Set task ::
Repeat every record below exactly as written.

Source records ::
┌──
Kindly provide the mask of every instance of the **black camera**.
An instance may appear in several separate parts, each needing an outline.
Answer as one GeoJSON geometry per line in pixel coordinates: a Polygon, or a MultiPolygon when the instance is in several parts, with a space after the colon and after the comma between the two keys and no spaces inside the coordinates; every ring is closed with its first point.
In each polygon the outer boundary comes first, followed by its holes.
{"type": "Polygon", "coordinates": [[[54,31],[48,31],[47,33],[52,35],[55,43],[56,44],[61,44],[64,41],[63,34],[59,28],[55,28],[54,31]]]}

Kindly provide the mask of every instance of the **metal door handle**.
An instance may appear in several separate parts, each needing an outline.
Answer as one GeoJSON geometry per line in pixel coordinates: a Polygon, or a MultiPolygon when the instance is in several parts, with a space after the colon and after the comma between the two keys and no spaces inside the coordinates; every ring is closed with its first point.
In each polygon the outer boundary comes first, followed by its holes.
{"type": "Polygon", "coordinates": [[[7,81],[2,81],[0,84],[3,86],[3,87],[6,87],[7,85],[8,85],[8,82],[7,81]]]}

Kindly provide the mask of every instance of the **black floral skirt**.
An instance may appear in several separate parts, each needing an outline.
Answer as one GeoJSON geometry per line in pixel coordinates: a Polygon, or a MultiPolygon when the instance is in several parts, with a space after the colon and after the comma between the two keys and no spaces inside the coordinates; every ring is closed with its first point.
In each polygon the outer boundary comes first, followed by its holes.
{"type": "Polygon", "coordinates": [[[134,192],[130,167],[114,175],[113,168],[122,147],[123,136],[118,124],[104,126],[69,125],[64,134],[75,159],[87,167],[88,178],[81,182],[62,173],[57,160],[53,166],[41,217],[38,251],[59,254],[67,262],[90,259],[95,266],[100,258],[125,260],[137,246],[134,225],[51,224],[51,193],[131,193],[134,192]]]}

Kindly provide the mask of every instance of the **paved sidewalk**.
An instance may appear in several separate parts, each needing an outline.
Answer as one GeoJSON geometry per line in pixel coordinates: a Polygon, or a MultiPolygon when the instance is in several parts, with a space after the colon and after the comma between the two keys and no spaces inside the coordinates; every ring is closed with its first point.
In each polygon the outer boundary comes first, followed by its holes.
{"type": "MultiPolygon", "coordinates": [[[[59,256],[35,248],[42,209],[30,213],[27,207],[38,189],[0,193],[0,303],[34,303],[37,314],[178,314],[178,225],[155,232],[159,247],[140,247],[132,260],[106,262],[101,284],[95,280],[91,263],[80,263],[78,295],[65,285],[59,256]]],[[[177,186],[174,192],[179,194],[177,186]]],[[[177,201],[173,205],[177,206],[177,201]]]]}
└──
Exercise solution ::
Kindly provide the mask of every instance of the **black camera**.
An instance may appear in several separate parts, each needing an outline.
Answer as one GeoJSON geometry per line in pixel coordinates: a Polygon, or a MultiPolygon when the instance is in several parts, with a space after the colon and after the comma between the two keys and no spaces inside the coordinates; every ring is closed with its first point.
In each polygon the outer boundary comes first, followed by its holes.
{"type": "Polygon", "coordinates": [[[54,31],[48,31],[47,33],[52,35],[55,43],[56,44],[61,44],[64,41],[63,34],[59,28],[55,28],[54,31]]]}

Kindly provide the mask of every instance of the **metal door handle**.
An instance may appear in several separate parts, each needing an outline.
Answer as one GeoJSON geometry per line in pixel coordinates: a Polygon, or a MultiPolygon when the instance is in several parts, with a space after the colon and after the comma between the two keys and no spaces inside the coordinates; every ring is closed with its first point.
In each polygon the outer boundary comes first, followed by its holes.
{"type": "Polygon", "coordinates": [[[7,81],[2,81],[0,84],[3,86],[3,87],[6,87],[7,85],[8,85],[8,82],[7,81]]]}

Kindly provide the mask of every instance of the **black floral skirt**.
An instance may appear in several separate parts, each needing an outline.
Answer as one GeoJSON geometry per line in pixel coordinates: a Polygon, or a MultiPolygon when the instance is in several parts, with a space after the colon and after the comma between the two keys and no spaces inside the coordinates; every ring is closed with its first point.
In each polygon the outer boundary comes first, followed by its holes.
{"type": "Polygon", "coordinates": [[[134,192],[130,167],[114,175],[113,168],[122,147],[123,136],[118,124],[104,126],[69,125],[64,134],[75,159],[87,167],[88,178],[81,182],[62,173],[57,160],[53,166],[41,217],[38,251],[59,254],[67,262],[90,259],[95,266],[100,258],[125,260],[137,246],[134,225],[51,224],[51,193],[131,193],[134,192]]]}

Kindly provide the mask of every instance of the **paved sidewalk**.
An instance may appear in several separate parts, each needing an outline.
Answer as one GeoJSON geometry per line in pixel coordinates: a Polygon, or a MultiPolygon when the instance is in several parts, with a space after the colon and after the comma between the two keys and no spaces inside the coordinates; every ring is closed with its first point.
In each polygon the outer boundary comes first, followed by its holes.
{"type": "MultiPolygon", "coordinates": [[[[59,256],[35,248],[42,209],[30,213],[27,207],[38,189],[0,193],[0,303],[34,303],[37,314],[178,314],[178,225],[155,232],[159,247],[140,247],[132,260],[106,262],[101,284],[95,280],[91,263],[80,263],[78,295],[65,285],[59,256]]],[[[177,186],[174,192],[179,194],[177,186]]],[[[177,201],[173,205],[177,206],[177,201]]]]}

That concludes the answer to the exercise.